▼▼▼
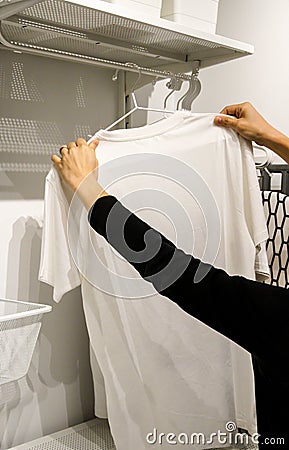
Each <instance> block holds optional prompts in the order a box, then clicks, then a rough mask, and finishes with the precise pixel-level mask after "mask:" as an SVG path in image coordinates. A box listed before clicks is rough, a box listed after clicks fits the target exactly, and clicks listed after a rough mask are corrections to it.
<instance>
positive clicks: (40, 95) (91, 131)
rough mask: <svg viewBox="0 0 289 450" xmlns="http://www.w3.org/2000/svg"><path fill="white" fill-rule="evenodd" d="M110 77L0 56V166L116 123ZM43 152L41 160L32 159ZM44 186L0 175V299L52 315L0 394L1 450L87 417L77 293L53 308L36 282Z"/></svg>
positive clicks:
▲▲▲
**DIRECTIONS FOR THIS TASK**
Set down all of the material above line for line, with no change to any character. Leave the picture out.

**TASK OUTPUT**
Each <instance> block holds optional prompts in the order a box, then clicks, then a rough mask, and finishes with the precise pixel-level mask after "mask:" as an SVG path in image coordinates. A box listed before clicks is rough, a box listed after clicks fits the target exactly, and clicks listed after a rough mask are corrections to it.
<instance>
positive clicks: (40, 95) (91, 131)
rough mask: <svg viewBox="0 0 289 450" xmlns="http://www.w3.org/2000/svg"><path fill="white" fill-rule="evenodd" d="M110 77L0 56V166L116 123ZM43 152L41 160L32 159ZM44 186L0 175V299L52 315L0 394L1 450L87 417L77 293L53 308L36 282Z"/></svg>
positive clicks:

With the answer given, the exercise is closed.